____ Material
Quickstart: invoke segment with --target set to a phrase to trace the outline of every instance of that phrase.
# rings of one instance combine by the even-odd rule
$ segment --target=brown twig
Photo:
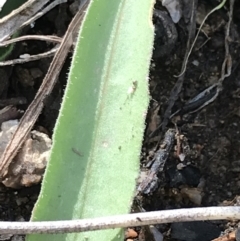
[[[193,0],[192,1],[192,13],[191,13],[191,26],[189,28],[189,33],[188,33],[188,41],[187,41],[187,47],[186,47],[186,52],[185,52],[185,56],[184,56],[184,60],[183,60],[183,64],[182,64],[182,71],[184,69],[184,66],[186,65],[186,61],[188,60],[188,53],[190,51],[190,47],[191,47],[191,42],[192,42],[192,36],[194,34],[195,31],[195,26],[196,26],[196,6],[197,6],[197,0]],[[172,107],[175,104],[175,101],[178,99],[179,94],[182,90],[182,85],[183,85],[183,81],[184,81],[184,74],[182,74],[177,82],[175,83],[170,97],[169,97],[169,101],[168,101],[168,106],[167,109],[164,113],[164,117],[163,117],[163,122],[162,122],[162,130],[165,130],[168,120],[171,116],[172,113]]]
[[[49,50],[45,53],[42,53],[42,54],[28,55],[25,58],[0,61],[0,66],[23,64],[23,63],[43,59],[43,58],[49,58],[49,57],[52,57],[57,51],[58,51],[58,47],[55,47],[55,48],[53,48],[53,49],[51,49],[51,50]]]
[[[36,122],[39,114],[43,109],[44,99],[51,93],[59,72],[63,66],[63,63],[67,57],[67,54],[73,44],[76,31],[78,31],[81,21],[84,16],[84,11],[87,8],[89,0],[85,1],[80,10],[77,12],[73,20],[71,21],[66,34],[63,37],[63,41],[57,50],[56,55],[49,67],[49,70],[43,79],[43,82],[33,100],[29,105],[27,111],[23,115],[16,131],[14,132],[10,143],[8,143],[4,150],[0,160],[0,178],[2,179],[6,175],[8,166],[11,163],[13,157],[25,141],[28,133],[31,131],[34,123]]]
[[[62,38],[60,38],[58,36],[54,36],[54,35],[25,35],[25,36],[21,36],[18,38],[6,40],[6,41],[0,43],[0,47],[6,46],[9,44],[13,44],[13,43],[17,43],[20,41],[26,41],[26,40],[41,40],[41,41],[52,42],[52,43],[61,43],[62,42]]]

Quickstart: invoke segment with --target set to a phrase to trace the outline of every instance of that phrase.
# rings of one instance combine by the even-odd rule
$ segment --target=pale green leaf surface
[[[33,221],[130,211],[149,103],[152,8],[152,0],[90,3]],[[123,240],[123,232],[29,235],[27,240]]]

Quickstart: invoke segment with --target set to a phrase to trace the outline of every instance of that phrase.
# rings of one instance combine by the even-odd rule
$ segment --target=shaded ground
[[[73,1],[70,1],[70,3]],[[217,5],[217,1],[199,1],[206,8],[212,9],[212,5]],[[157,8],[160,4],[157,3]],[[220,78],[221,66],[225,56],[224,37],[225,28],[228,21],[228,6],[214,13],[208,20],[208,37],[201,32],[196,47],[190,56],[184,84],[180,97],[176,101],[173,110],[181,108],[184,103],[189,101],[201,91],[211,86]],[[200,10],[199,10],[200,11]],[[231,202],[239,195],[240,189],[240,77],[239,77],[239,30],[240,30],[240,4],[236,2],[234,7],[230,44],[230,53],[232,55],[232,73],[226,78],[223,84],[223,90],[217,99],[202,110],[195,113],[187,113],[182,116],[176,116],[170,120],[167,129],[173,128],[182,135],[181,151],[188,149],[184,161],[174,153],[174,148],[170,152],[169,158],[165,164],[163,173],[160,173],[162,180],[159,187],[150,195],[141,195],[140,204],[147,211],[165,210],[197,206],[216,206]],[[67,25],[72,17],[68,4],[62,4],[55,8],[46,16],[36,22],[33,29],[28,30],[28,34],[56,34],[63,35]],[[55,22],[52,19],[56,20]],[[170,92],[176,82],[174,75],[180,73],[183,56],[187,41],[186,24],[180,21],[176,25],[178,39],[171,53],[155,58],[151,64],[150,72],[150,93],[152,101],[150,103],[149,114],[147,118],[148,128],[146,130],[145,141],[142,150],[142,168],[152,159],[153,151],[158,149],[158,143],[162,140],[165,131],[156,131],[149,138],[156,127],[163,120],[164,111],[168,103]],[[43,42],[30,41],[18,44],[16,56],[19,52],[30,54],[44,52],[52,46]],[[1,98],[25,97],[27,103],[18,105],[19,109],[25,110],[27,105],[34,98],[35,93],[41,83],[44,74],[47,71],[51,59],[44,59],[23,65],[10,67],[8,70],[9,80]],[[67,72],[65,69],[49,97],[42,115],[40,116],[36,127],[43,127],[50,135],[54,126],[54,121],[58,114],[60,101],[65,85]],[[39,73],[38,77],[31,76],[31,71]],[[23,76],[22,73],[25,73]],[[174,125],[173,122],[176,124]],[[177,145],[175,140],[174,146]],[[179,163],[182,167],[179,167]],[[0,187],[0,219],[1,220],[28,220],[32,207],[37,199],[39,187],[26,188],[21,190],[9,190]],[[196,199],[190,197],[194,193]],[[200,199],[199,199],[200,198]],[[199,201],[200,200],[200,201]],[[235,201],[233,201],[235,202]],[[211,222],[209,223],[210,233],[231,231],[236,227],[231,222]],[[196,226],[196,225],[195,225]],[[203,232],[209,226],[198,227]],[[200,240],[193,237],[179,237],[178,230],[183,227],[171,226],[170,224],[156,226],[166,240]],[[215,229],[216,228],[216,229]],[[147,232],[140,231],[139,240],[154,240],[146,236]],[[190,227],[190,230],[191,229]],[[215,230],[215,231],[214,231]],[[194,229],[192,232],[197,231]],[[215,234],[215,233],[214,233]],[[199,234],[200,235],[200,234]],[[213,236],[213,237],[218,237]],[[0,239],[1,240],[1,239]],[[210,240],[208,238],[204,239]]]

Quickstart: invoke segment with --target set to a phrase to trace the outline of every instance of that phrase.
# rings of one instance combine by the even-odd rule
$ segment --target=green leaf
[[[90,3],[32,221],[130,211],[149,103],[152,8],[152,0]],[[27,240],[123,240],[123,232],[29,235]]]

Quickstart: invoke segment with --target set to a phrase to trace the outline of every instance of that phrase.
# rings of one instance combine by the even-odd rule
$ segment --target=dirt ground
[[[34,28],[24,30],[25,34],[62,36],[73,16],[70,7],[73,2],[72,0],[56,7],[37,20]],[[209,12],[217,4],[217,0],[199,0],[200,7],[197,9],[197,16],[201,18],[201,15]],[[156,3],[156,9],[166,11],[161,7],[159,1]],[[234,5],[233,22],[229,34],[229,52],[232,57],[230,76],[224,79],[222,89],[212,103],[200,110],[197,110],[198,108],[184,109],[189,100],[217,83],[221,77],[225,58],[224,39],[228,13],[229,4],[226,3],[226,6],[213,13],[203,26],[189,57],[179,97],[172,108],[172,113],[180,111],[174,117],[168,118],[165,128],[162,128],[161,123],[163,123],[164,114],[169,105],[171,91],[178,79],[174,75],[181,72],[186,53],[189,23],[181,19],[179,23],[175,24],[178,37],[170,51],[164,56],[153,55],[150,68],[152,99],[142,148],[142,173],[150,168],[154,153],[161,146],[169,128],[176,132],[176,137],[163,171],[157,173],[158,186],[147,194],[139,194],[134,202],[133,210],[138,209],[139,205],[146,211],[238,205],[238,195],[240,194],[239,1],[236,1]],[[161,31],[164,31],[164,26],[159,27],[157,21],[155,21],[156,28],[163,28]],[[198,30],[198,21],[195,27]],[[167,42],[166,39],[159,41],[155,44],[154,51],[161,49]],[[25,52],[30,54],[44,52],[52,47],[52,45],[40,41],[19,43],[9,58],[12,59]],[[69,61],[70,58],[66,61],[58,83],[35,125],[35,128],[43,127],[49,135],[52,134],[60,107]],[[26,103],[18,104],[17,107],[26,110],[28,104],[33,100],[50,62],[51,58],[48,58],[7,67],[8,78],[4,89],[0,89],[0,99],[25,98]],[[31,75],[33,72],[38,73],[37,78]],[[207,100],[205,100],[206,102]],[[39,186],[19,190],[0,186],[0,219],[29,220],[39,190]],[[235,230],[237,225],[236,222],[215,221],[198,222],[194,225],[187,223],[185,226],[183,224],[164,224],[156,225],[155,228],[164,236],[164,240],[207,241]],[[161,240],[157,236],[154,237],[149,228],[136,228],[136,230],[139,233],[136,240]],[[181,233],[184,233],[185,236]],[[202,233],[207,234],[202,236]],[[0,235],[0,240],[11,240],[7,238]]]

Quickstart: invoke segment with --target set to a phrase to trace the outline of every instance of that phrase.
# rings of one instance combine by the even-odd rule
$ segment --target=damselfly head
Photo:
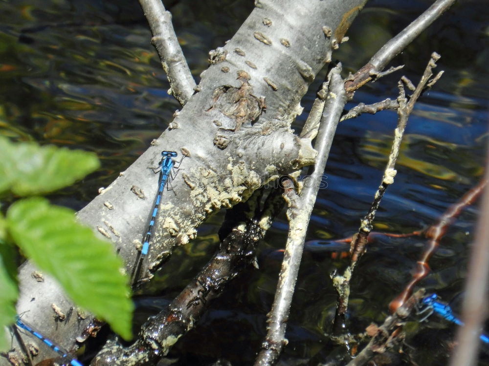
________
Localiza en el listado de arriba cada línea que contenga la palabra "ground" y cópiala completa, teniendo en cuenta mayúsculas y minúsculas.

◆ Ejercicio resuelto:
$ segment --target=shaded ground
$ segment --target=dirt ground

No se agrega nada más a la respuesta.